**EXTRACT PROVIDED:**
Dialectical Behavior Therapy [Continuous]
Continuous Seminar A comprehensive, clinically oriented, overview of Dialectical Behavior Therapy (DBT), including the DBT theory of the etiology of borderline personality disorder (BPD), the philosophy of dialectics and how it informs behavioral treatment of BPD, principles and therapeutic interventions specific to DBT illustrated by case examples, efficacy research, and the treatment of chronic suicidal behavior.
I Shop, Therefore I Am: Understanding and Treating Compulsive Buying (Fall 2005) [Continuous]
Compulsive buying is finally coming out of the closet. In this course we begin with a thorough introduction to “affluenza”, or compulsive buying disorder and explore the sociocultural context, etiology, assessment, diagnosis, comorbidity and function of this widespread addiction. We continue with a survey of the forms of treatment and treatment adjuncts known to be effective with this population, and focus on specific tools and strategies. We also touch on the therapist’s countertransference regarding money issues.
Introduction to Depth-Oriented Brief Therapy (Continuous)
Continuous Seminar This course provides an introduction to Depth-Oriented Brief Therapy, a modality for dispelling clinical symptoms by focusing in on the crucial, unconscious emotional material maintaining them. DOBT is for individuals, couples and families. Its nonpathologizing, experiential, collaborative methodology could refresh and expand your vision of what’s possible in therapy.

**PROVIDED MATERIAL:**
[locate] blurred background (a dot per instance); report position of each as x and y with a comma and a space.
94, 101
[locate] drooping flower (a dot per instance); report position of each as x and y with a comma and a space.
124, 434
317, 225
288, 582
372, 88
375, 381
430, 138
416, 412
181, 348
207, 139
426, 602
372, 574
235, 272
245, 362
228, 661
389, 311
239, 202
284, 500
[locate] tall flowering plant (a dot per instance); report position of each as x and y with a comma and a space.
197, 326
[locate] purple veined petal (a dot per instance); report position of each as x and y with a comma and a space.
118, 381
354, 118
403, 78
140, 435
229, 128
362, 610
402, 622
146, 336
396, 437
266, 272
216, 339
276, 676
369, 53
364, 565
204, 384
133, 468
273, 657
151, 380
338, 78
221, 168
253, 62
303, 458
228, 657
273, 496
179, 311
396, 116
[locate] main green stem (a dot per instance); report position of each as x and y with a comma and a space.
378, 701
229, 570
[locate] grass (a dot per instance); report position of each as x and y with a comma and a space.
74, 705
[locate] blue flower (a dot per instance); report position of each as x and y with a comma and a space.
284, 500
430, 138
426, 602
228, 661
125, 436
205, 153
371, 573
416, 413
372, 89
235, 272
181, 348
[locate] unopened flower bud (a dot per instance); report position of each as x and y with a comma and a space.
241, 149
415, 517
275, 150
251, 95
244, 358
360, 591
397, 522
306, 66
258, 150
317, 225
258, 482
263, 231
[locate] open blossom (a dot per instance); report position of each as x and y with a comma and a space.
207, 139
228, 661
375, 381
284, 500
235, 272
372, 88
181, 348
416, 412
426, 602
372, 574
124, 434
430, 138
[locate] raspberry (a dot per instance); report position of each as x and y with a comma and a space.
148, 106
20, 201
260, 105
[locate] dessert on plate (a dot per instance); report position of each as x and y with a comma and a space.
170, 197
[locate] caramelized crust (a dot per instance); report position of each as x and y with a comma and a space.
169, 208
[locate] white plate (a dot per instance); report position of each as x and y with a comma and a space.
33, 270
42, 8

**LIST OF TASKS:**
1 – From the course descriptions, repeat word for word the passage that begins at the words "I Shop, Therefore" and stops after the words "Brief Therapy (Continuous)".
2 – Extend the course descriptions, starting right after the final sentence shown.

**TASK-BY-TASK ANSWERS:**
1 –
I Shop, Therefore I Am: Understanding and Treating Compulsive Buying (Fall 2005) [Continuous]
Compulsive buying is finally coming out of the closet. In this course we begin with a thorough introduction to “affluenza”, or compulsive buying disorder and explore the sociocultural context, etiology, assessment, diagnosis, comorbidity and function of this widespread addiction. We continue with a survey of the forms of treatment and treatment adjuncts known to be effective with this population, and focus on specific tools and strategies. We also touch on the therapist’s countertransference regarding money issues.
Introduction to Depth-Oriented Brief Therapy (Continuous)

2 –
Domestic Violence: Attachment, Assessment, and Treatment (Continuous)
Continuous Seminar This seminar blends several exciting areas of psychological inquiry – domestic violence, neurobiology and attachment theory. Participants will learn how to assess and treat both perpetrators and victims of violence from a new integrative perspective.
Attachment Informed Psychotherapy [Continuous]
Attachment Informed Psychotherapy, previously entitled Attachment Informed Adult and Couple Psychotherapy (This seminar was previously known as Attachment Informed Psychotherapy.) Attachment theory has earned a place in our thinking equal in stature to sex and intersubjectivity. In this seminar, participants will learn the neurobiological underpinnings, it’s origins in infant development, how to evaluate attachment styles as they are implicated in the psychotherapist-patient relationship and in psychopathology, and how to integrate these understanding into clinical practice. Daniel Sonkin is a leading researcher and award winning teacher in the field of attachment theory.
Advanced Ethics: The Anatomy of Professional Disciplinary Actions-How to Protect Yourself [Continuous Seminar]
Knowing the actual legal and ethical dangers of practice allows one to avoid them. This course will show practitioners what actually happens in a malpractice action, licensing board or ethics complaint with specific case illustrations. It also provides preventive steps mental health professionals can take both to avoid complaints and manage them should they arise. Bryant Welch has broken his longer seminar on this topic into segments designed to accommodate your licensing requirements. The entire course was taught in 2004 and received extraordinary evaluations.